# THE EXERCISE
Can you rewrite every line from the one containing "target | person's head" down to the end of the lines, adding -111 to each coordinate in the answers?

[Extracted data entries]
---+---

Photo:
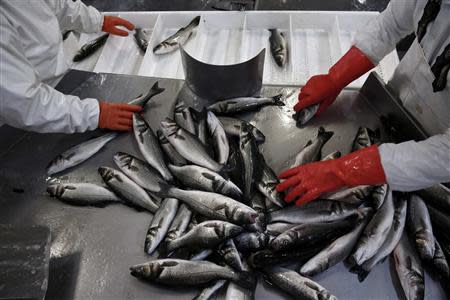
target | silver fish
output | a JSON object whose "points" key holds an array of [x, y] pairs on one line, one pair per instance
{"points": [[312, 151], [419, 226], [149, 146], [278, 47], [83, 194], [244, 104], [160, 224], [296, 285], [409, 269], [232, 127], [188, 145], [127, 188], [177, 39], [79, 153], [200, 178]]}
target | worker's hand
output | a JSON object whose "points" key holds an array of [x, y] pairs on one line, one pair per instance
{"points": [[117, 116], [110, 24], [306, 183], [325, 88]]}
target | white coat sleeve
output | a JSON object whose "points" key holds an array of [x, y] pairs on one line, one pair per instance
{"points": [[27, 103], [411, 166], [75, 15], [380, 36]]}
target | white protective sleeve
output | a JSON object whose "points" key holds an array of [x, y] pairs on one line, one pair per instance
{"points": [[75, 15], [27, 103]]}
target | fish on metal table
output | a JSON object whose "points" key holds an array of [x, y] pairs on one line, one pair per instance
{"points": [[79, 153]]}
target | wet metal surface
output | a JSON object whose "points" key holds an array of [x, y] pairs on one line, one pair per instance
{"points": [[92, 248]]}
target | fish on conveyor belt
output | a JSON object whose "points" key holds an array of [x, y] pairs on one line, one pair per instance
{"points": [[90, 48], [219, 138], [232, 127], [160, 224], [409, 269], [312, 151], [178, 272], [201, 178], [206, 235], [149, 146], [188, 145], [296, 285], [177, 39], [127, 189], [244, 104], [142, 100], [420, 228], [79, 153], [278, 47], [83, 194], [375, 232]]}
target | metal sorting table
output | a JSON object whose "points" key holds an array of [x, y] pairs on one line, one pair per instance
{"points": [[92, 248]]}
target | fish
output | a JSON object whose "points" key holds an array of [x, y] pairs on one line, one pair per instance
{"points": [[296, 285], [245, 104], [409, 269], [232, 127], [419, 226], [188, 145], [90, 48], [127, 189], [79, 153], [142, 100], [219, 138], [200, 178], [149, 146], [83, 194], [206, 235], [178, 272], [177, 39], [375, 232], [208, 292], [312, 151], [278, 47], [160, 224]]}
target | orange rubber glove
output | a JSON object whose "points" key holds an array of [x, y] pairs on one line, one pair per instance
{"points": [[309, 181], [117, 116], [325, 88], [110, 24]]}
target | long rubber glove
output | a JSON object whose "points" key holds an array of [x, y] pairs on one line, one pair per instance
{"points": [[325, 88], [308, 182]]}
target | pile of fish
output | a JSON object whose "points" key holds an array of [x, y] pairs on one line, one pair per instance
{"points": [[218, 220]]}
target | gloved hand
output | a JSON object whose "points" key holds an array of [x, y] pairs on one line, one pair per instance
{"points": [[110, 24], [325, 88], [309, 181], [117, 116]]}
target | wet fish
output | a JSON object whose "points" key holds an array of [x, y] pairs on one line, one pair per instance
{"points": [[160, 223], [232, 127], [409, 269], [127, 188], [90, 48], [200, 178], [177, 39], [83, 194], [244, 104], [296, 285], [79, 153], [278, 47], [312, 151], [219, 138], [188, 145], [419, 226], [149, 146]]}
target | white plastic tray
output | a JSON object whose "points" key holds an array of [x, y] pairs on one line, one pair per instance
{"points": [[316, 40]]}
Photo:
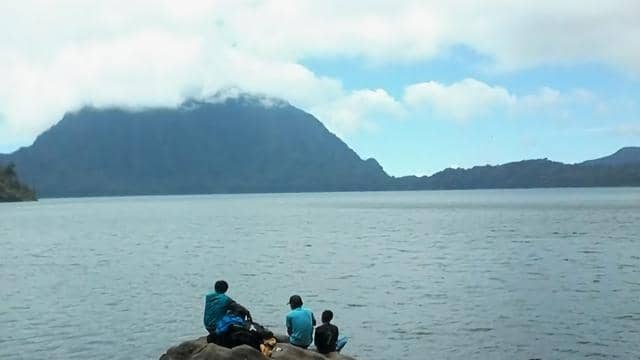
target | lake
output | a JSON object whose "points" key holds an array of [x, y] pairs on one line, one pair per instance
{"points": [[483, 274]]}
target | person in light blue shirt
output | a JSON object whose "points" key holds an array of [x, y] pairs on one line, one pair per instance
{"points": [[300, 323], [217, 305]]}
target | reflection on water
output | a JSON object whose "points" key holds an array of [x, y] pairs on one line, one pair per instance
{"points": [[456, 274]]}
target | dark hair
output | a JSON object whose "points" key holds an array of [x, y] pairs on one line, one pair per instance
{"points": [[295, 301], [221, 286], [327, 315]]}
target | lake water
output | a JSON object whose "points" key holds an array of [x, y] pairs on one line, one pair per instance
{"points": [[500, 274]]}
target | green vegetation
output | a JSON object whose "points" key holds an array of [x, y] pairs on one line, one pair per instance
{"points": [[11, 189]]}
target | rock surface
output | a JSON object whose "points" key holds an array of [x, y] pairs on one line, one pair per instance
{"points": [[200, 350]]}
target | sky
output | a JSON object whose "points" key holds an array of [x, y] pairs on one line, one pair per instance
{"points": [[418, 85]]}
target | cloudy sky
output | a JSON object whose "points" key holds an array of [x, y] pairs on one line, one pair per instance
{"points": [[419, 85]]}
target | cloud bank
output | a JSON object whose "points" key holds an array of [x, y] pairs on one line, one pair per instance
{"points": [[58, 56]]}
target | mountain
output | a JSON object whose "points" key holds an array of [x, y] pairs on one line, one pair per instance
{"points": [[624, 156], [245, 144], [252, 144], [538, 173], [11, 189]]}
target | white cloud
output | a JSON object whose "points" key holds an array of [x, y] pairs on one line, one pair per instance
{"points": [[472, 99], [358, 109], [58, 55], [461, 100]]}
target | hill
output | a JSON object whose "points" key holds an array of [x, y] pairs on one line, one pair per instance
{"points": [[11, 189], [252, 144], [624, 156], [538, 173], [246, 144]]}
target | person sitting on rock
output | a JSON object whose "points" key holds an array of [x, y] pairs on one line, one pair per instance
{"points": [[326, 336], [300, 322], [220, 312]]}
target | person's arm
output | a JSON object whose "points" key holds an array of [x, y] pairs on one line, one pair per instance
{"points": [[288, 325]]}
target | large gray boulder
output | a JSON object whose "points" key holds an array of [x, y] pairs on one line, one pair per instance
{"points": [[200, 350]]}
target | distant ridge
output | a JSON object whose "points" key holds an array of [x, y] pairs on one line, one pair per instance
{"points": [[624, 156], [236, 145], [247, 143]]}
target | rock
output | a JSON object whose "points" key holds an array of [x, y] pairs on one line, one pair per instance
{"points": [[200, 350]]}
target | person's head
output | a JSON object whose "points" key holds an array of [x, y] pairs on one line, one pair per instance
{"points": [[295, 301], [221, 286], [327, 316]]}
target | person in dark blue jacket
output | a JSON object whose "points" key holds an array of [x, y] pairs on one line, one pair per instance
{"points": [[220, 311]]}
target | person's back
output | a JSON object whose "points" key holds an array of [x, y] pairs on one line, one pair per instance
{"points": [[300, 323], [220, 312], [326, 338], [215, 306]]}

---+---

# SOLUTION
target | person's head
output | a JSON object whose "points" key holds an array of [x, y] pairs on one line, one pair per instance
{"points": [[184, 190], [110, 175], [216, 205]]}
target | person in dark blue jacket
output | a JSON object whose "points" key holds an array of [x, y] pairs on one line, one pair per instance
{"points": [[109, 200]]}
target | person's back
output | a JSON object whose "points" key holds an array of [x, y] pairs on one line, one pair per instance
{"points": [[189, 212], [109, 201], [215, 227], [104, 195]]}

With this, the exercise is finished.